■ ИСХОДНЫЙ ТЕКСТ ■
/---
Вера в существование Бога как раз и предполагает неполноту знания о сущности Бога. Если бы человек имел исчерпывающее знание о сущности Бога, то тогда и не было бы надобности в вере в Бога, ибо знание не нуждается в вере. Но так как исчерпывающего знания о сущности Бога человек не имеет (только частичное и, при том, косвенное, а не прямое), то необходимость в вере становится очевидной. Фактическая ситуация следующая. Вера и знание в религии необходимо сопутствуют друг другу. Человек верит в существование Бога, но адекватного знания о сущности Бога не имеет, только частичное. Естественная любознательность человека требует расширения области знания о сущности Бога. Этим, в частности, занимается и философия. Но сколько бы разумное человеческое познание о сущности Бога ни расширялось, исчерпывающим оно никогда стать не может, хотя бы по той причине, что греческая философия (в частности, неоплатонизм), на которую опирались Авиценна и Аверроэс, указала на принципиальную ограниченность человеческого разума в его познавательных возможностях. Итак, вера и знание в религии необходимо сосуществуют. Но назвать это сосуществование разладом, некоей ущербной «двойственностью» религиозного мировоззрения нельзя. Вера и знание в религии не противоречат друг другу, напротив – они друг друга дополняют.

Влияние Авиценны и Аверроэса на европейских богословов-философов определилось несколькими важнейшими мотивами. Во-первых, наличием у исламских учёных сочинений Аристотеля в неизмеримо больших размерах, чем это было у европейских схоластов. Во-вторых, тщательность комментариев сочинений Аристотеля Авиценною и Аверроэсом, что стало образцом и для их европейских учеников. В-третьих, чрезвычайно высокая оценка Аристотеля Авиценною и Аверроэсом (Аристотель – величайший философский ум человечества), которая была перенята европейцами. Почти на полтысячи лет Аристотель стал величайшим философским авторитетом для европейских интеллектуалов. Это даже на первый взгляд несколько странно. Ведь со времен патристики величайшим философским авторитетом для христиан был Платон. А тут вдруг вместо Платона – Аристотель!
\---
■ ФРАГМЕНТЫ ДАННЫХ ■
/---
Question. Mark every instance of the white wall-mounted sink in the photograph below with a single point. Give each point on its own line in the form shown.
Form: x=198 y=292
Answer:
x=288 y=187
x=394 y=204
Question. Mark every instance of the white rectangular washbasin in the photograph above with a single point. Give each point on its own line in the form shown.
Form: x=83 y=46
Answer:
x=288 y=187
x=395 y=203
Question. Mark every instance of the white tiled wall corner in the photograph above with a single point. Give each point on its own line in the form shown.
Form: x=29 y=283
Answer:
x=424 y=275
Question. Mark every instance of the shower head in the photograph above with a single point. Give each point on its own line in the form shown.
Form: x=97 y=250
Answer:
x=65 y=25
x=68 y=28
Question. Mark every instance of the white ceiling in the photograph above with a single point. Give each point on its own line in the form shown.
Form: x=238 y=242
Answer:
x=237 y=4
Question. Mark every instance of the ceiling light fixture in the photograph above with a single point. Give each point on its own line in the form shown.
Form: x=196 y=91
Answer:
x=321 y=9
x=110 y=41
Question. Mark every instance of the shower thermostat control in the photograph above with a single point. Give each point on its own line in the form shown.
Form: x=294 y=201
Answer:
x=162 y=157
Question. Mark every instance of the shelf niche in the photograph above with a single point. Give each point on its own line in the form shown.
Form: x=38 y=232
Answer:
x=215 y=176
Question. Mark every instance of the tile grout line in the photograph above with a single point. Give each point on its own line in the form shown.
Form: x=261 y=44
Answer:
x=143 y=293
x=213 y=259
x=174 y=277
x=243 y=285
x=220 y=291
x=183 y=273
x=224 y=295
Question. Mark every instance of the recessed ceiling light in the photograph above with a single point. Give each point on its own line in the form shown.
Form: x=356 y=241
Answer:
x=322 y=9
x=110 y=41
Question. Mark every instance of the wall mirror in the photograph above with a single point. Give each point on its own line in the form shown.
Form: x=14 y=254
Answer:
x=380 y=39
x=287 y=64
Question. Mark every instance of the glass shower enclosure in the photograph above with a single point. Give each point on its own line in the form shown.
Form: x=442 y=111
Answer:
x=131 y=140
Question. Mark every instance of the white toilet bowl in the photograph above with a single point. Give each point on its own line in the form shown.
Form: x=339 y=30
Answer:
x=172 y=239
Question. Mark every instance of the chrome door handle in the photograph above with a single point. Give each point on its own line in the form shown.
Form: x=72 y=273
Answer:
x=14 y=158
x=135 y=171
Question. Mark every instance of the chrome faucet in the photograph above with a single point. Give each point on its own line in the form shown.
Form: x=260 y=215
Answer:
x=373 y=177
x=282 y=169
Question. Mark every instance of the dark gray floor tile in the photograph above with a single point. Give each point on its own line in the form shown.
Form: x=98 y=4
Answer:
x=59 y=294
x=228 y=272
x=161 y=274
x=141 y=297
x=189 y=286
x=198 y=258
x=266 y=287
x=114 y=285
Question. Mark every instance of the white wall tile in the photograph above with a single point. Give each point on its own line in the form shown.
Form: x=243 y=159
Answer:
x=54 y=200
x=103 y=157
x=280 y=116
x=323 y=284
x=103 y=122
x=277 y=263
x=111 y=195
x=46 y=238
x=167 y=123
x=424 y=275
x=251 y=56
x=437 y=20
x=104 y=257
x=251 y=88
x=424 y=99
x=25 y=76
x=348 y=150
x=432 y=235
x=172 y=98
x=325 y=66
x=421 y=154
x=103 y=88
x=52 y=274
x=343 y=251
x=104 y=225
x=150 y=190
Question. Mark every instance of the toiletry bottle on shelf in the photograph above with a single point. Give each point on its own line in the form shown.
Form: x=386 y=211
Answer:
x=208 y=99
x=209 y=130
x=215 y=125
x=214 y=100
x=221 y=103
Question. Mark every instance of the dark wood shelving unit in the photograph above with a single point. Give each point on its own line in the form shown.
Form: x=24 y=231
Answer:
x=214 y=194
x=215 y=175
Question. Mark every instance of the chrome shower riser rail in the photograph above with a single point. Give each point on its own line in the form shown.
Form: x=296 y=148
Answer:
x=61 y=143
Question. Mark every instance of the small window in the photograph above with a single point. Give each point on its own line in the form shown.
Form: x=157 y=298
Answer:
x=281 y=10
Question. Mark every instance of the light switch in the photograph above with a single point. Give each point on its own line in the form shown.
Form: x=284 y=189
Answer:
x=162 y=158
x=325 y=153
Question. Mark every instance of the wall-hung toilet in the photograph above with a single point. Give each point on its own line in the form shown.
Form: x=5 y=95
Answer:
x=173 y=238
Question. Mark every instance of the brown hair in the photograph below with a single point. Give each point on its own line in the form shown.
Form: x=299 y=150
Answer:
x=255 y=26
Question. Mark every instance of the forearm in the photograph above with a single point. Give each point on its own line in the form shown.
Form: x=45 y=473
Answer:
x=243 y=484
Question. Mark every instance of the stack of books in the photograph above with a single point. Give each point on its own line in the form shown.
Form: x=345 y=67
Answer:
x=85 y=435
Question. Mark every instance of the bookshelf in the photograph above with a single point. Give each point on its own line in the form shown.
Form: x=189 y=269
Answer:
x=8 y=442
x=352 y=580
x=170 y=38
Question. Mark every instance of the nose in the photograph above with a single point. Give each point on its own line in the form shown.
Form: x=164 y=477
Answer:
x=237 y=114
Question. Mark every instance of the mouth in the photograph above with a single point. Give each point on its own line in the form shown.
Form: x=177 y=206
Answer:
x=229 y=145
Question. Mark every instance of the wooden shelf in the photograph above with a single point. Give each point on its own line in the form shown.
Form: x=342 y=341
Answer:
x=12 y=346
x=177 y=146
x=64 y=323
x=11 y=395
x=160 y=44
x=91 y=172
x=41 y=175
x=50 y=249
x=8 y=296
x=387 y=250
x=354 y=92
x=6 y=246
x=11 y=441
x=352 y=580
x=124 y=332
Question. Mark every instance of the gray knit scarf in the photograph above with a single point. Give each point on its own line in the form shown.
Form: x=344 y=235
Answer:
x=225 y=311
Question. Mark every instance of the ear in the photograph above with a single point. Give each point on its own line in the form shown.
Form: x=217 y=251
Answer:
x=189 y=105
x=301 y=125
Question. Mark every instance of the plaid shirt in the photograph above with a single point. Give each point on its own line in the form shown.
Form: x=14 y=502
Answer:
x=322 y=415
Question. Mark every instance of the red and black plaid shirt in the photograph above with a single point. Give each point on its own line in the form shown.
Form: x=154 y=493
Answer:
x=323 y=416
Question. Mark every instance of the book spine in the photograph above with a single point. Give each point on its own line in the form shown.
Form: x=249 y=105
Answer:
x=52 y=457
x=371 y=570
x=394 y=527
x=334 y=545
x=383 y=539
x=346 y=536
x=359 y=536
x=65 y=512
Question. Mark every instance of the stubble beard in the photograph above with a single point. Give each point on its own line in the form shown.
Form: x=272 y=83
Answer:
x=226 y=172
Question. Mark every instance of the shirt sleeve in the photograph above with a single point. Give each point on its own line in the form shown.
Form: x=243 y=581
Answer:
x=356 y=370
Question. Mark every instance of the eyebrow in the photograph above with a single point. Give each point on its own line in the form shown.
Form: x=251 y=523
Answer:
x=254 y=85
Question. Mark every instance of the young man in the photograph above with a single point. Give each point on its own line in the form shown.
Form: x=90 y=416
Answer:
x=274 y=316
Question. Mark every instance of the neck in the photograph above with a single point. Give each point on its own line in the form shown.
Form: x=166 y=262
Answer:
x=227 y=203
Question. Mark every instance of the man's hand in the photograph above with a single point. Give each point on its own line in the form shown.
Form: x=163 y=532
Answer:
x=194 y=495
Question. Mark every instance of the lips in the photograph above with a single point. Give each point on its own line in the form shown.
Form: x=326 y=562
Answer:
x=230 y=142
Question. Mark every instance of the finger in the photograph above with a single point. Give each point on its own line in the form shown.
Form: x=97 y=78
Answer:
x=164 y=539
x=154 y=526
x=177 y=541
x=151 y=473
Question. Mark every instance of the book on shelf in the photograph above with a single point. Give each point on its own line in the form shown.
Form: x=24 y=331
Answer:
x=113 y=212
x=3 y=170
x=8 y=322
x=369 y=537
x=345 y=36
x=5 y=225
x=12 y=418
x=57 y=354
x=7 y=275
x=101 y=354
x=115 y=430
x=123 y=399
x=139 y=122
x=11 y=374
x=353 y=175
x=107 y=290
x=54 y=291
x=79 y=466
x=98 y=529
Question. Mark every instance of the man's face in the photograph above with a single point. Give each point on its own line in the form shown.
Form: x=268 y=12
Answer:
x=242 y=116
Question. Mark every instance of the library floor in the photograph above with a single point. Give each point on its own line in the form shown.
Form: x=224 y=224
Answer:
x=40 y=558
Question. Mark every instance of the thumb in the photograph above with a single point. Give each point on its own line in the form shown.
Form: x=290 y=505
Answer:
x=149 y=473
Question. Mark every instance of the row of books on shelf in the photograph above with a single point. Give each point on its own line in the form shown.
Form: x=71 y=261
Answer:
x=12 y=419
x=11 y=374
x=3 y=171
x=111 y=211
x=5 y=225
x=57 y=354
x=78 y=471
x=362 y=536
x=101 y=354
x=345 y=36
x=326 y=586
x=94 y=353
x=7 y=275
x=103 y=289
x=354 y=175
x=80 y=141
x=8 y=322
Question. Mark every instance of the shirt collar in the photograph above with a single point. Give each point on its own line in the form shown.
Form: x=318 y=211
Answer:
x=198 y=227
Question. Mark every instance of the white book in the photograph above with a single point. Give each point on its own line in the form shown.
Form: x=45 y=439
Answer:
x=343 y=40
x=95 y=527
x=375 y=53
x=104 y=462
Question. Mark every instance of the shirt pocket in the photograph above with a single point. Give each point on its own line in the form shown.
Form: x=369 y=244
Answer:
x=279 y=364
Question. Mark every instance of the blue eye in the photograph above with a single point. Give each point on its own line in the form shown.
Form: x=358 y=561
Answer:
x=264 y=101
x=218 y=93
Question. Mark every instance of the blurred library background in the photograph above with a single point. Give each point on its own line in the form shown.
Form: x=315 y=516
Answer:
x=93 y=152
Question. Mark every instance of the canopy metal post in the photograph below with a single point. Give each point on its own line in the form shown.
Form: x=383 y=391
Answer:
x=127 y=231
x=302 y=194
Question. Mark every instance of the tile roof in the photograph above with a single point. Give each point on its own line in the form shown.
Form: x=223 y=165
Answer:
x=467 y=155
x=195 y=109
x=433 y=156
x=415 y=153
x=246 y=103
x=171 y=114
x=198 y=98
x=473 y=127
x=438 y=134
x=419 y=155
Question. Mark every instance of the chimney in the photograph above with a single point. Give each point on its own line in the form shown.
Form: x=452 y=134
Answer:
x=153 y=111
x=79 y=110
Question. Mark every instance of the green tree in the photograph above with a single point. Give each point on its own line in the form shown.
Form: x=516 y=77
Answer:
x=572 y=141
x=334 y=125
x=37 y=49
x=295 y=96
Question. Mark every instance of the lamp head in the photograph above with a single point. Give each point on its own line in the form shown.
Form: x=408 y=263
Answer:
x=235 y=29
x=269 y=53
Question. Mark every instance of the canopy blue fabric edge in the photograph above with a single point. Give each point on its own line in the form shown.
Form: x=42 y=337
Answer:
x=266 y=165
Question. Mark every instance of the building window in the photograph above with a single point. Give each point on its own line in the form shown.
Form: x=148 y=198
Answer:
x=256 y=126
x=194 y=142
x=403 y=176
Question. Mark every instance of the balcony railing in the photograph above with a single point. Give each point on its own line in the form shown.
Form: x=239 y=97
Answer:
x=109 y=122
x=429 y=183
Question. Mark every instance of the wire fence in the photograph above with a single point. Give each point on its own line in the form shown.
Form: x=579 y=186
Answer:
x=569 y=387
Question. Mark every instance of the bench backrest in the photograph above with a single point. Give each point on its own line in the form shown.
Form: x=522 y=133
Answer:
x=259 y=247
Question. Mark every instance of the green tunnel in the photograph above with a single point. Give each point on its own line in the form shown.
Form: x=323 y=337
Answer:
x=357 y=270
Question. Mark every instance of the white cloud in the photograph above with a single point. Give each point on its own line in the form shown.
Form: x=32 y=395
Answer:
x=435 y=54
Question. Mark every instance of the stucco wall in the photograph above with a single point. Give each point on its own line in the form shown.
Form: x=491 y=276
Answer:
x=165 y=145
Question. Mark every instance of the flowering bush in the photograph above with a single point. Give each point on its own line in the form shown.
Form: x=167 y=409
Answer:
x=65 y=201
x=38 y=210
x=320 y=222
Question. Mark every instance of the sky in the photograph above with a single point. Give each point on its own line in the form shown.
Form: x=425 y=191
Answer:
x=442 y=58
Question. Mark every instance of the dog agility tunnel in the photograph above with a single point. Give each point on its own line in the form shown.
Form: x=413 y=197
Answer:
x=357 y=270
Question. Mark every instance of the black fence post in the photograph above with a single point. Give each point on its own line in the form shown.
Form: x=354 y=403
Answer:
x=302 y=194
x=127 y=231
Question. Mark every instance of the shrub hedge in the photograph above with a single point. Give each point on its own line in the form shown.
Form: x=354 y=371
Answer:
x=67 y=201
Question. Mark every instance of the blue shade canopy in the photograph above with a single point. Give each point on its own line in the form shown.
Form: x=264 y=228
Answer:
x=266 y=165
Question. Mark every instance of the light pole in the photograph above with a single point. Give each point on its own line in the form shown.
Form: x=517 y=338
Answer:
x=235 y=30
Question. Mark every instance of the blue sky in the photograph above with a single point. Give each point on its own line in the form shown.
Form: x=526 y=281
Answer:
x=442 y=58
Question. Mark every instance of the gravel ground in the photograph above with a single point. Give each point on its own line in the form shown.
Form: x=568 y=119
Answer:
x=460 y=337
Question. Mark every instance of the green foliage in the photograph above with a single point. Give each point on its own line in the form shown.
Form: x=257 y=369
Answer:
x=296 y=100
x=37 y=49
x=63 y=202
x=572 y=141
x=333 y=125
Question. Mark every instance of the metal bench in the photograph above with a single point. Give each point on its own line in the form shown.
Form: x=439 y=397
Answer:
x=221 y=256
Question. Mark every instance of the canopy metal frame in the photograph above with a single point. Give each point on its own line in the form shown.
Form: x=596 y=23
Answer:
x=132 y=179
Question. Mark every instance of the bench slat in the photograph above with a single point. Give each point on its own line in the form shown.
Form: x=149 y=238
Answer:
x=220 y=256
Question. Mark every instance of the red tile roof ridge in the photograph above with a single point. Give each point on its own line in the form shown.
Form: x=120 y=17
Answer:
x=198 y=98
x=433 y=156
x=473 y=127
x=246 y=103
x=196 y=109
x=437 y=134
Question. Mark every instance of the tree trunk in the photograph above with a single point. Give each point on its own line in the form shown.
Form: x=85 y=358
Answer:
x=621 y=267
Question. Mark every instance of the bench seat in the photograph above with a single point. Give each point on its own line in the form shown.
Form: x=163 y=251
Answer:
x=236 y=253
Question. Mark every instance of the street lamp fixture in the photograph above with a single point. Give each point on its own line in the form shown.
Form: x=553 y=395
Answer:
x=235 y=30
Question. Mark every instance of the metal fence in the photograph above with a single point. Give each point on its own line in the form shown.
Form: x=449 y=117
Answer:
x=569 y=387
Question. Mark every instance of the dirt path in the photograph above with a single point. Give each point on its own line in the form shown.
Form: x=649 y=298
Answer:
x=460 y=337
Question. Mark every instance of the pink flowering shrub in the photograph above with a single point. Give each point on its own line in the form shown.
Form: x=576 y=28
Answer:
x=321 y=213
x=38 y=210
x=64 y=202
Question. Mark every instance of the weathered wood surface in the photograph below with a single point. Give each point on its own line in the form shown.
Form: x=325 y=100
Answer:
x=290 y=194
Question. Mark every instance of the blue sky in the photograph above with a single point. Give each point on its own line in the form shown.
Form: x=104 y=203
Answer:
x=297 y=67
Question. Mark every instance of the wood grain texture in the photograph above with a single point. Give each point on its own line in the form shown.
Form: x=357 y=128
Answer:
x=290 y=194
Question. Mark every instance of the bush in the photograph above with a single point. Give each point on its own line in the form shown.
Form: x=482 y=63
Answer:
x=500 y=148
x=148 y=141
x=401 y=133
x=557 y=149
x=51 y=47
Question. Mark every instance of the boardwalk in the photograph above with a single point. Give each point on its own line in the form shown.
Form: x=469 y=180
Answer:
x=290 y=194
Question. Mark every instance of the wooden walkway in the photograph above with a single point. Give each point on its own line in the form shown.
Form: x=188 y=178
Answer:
\---
■ УСЛОВИЕ ЗАДАНИЯ ■
Выведите без изменений часть исходного текста начиная со слов «Влияние Авиценны и» и заканчивая словами «Платона – Аристотель!» включительно.

■ РЕЗУЛЬТАТ ■
Влияние Авиценны и Аверроэса на европейских богословов-философов определилось несколькими важнейшими мотивами. Во-первых, наличием у исламских учёных сочинений Аристотеля в неизмеримо больших размерах, чем это было у европейских схоластов. Во-вторых, тщательность комментариев сочинений Аристотеля Авиценною и Аверроэсом, что стало образцом и для их европейских учеников. В-третьих, чрезвычайно высокая оценка Аристотеля Авиценною и Аверроэсом (Аристотель – величайший философский ум человечества), которая была перенята европейцами. Почти на полтысячи лет Аристотель стал величайшим философским авторитетом для европейских интеллектуалов. Это даже на первый взгляд несколько странно. Ведь со времен патристики величайшим философским авторитетом для христиан был Платон. А тут вдруг вместо Платона – Аристотель!